> **Task item**:
From the records below, report the number of lines that contain "dirt", and add nothing.

> **Record set**:

* * * * * * * * *

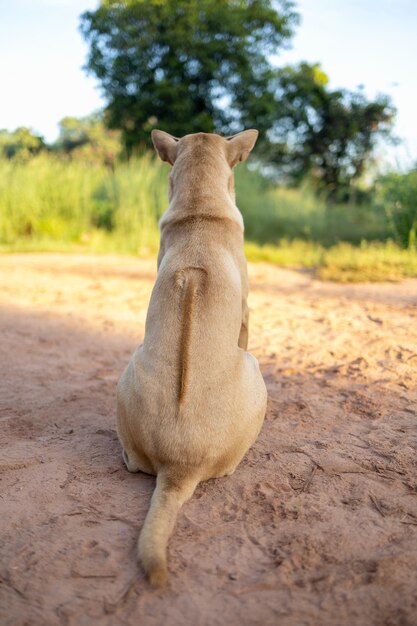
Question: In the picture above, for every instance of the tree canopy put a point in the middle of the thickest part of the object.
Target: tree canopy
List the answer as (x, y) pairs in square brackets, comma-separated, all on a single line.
[(207, 65), (331, 134), (186, 65)]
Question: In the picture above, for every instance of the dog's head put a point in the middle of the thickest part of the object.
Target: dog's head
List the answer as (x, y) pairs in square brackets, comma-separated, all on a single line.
[(203, 161), (234, 149)]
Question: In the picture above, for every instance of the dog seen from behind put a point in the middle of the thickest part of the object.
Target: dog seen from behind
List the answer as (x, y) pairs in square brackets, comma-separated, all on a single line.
[(192, 399)]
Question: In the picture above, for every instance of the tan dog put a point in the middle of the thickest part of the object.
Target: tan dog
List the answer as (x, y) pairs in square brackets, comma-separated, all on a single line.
[(192, 400)]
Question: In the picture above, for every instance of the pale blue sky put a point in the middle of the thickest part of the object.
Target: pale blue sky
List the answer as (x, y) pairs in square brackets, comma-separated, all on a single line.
[(368, 42)]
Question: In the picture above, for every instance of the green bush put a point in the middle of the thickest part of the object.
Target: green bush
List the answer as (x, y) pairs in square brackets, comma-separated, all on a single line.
[(398, 193)]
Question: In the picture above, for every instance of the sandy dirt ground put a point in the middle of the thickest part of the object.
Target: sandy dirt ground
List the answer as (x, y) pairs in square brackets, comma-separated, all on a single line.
[(318, 526)]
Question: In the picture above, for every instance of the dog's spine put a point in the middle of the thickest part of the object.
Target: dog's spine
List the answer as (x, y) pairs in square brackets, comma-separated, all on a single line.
[(192, 282)]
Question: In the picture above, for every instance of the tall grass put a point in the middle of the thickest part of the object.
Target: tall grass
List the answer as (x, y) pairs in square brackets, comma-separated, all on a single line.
[(47, 203), (50, 200)]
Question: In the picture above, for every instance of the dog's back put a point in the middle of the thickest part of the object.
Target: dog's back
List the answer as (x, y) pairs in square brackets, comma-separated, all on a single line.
[(192, 401)]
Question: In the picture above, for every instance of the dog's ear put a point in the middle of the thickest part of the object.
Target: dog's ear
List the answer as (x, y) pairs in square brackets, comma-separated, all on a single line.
[(165, 145), (239, 146)]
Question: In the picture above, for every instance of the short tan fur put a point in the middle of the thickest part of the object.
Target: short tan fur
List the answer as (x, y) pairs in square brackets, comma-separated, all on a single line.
[(192, 399)]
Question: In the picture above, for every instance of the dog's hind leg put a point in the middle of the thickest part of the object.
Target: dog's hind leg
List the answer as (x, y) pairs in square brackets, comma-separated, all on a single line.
[(135, 463)]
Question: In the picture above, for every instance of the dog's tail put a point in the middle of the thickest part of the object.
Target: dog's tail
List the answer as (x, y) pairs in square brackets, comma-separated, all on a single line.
[(172, 490)]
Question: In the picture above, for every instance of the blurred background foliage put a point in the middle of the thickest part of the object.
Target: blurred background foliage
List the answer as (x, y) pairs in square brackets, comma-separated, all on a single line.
[(311, 193)]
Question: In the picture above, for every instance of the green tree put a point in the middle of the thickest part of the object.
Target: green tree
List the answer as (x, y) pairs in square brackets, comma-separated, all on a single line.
[(329, 134), (21, 143), (187, 65), (88, 139), (397, 193)]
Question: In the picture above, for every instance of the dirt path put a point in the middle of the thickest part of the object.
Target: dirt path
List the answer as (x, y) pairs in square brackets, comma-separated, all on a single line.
[(318, 526)]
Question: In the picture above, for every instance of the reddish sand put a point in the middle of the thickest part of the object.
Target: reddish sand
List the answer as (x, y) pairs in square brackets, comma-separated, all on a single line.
[(318, 526)]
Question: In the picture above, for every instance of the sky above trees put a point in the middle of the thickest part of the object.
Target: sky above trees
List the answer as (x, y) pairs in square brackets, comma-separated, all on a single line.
[(368, 42)]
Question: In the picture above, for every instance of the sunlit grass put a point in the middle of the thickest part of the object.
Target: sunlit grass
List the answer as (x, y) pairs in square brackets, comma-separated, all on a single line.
[(51, 205)]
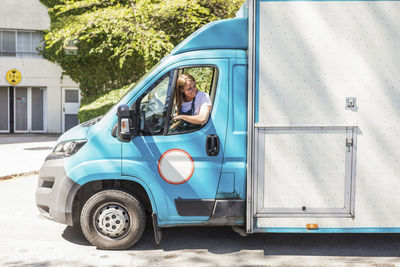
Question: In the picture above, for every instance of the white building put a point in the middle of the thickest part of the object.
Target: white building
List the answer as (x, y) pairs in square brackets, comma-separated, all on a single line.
[(40, 99)]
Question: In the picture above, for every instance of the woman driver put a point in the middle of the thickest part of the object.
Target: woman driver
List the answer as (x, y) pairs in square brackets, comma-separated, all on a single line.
[(194, 105)]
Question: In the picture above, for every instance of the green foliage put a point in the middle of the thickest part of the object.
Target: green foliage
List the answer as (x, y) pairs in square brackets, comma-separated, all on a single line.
[(119, 40), (93, 106)]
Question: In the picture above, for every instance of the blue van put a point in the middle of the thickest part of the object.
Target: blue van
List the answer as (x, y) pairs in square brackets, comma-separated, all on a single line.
[(108, 173), (301, 137)]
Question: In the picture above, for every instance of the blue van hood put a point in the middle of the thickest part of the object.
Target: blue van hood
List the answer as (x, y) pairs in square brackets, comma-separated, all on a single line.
[(80, 131), (76, 133)]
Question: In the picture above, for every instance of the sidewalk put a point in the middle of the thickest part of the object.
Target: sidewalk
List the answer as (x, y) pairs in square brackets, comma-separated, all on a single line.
[(24, 153)]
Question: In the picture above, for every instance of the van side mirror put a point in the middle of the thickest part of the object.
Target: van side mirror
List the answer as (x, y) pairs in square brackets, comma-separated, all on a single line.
[(124, 123)]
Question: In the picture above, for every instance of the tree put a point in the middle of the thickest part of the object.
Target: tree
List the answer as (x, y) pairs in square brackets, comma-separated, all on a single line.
[(119, 40)]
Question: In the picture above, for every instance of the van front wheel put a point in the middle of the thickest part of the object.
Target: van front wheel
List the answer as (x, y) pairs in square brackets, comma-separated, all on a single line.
[(113, 219)]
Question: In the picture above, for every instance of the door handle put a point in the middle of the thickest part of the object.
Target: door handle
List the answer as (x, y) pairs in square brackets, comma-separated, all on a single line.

* * * * * * * * *

> **Response**:
4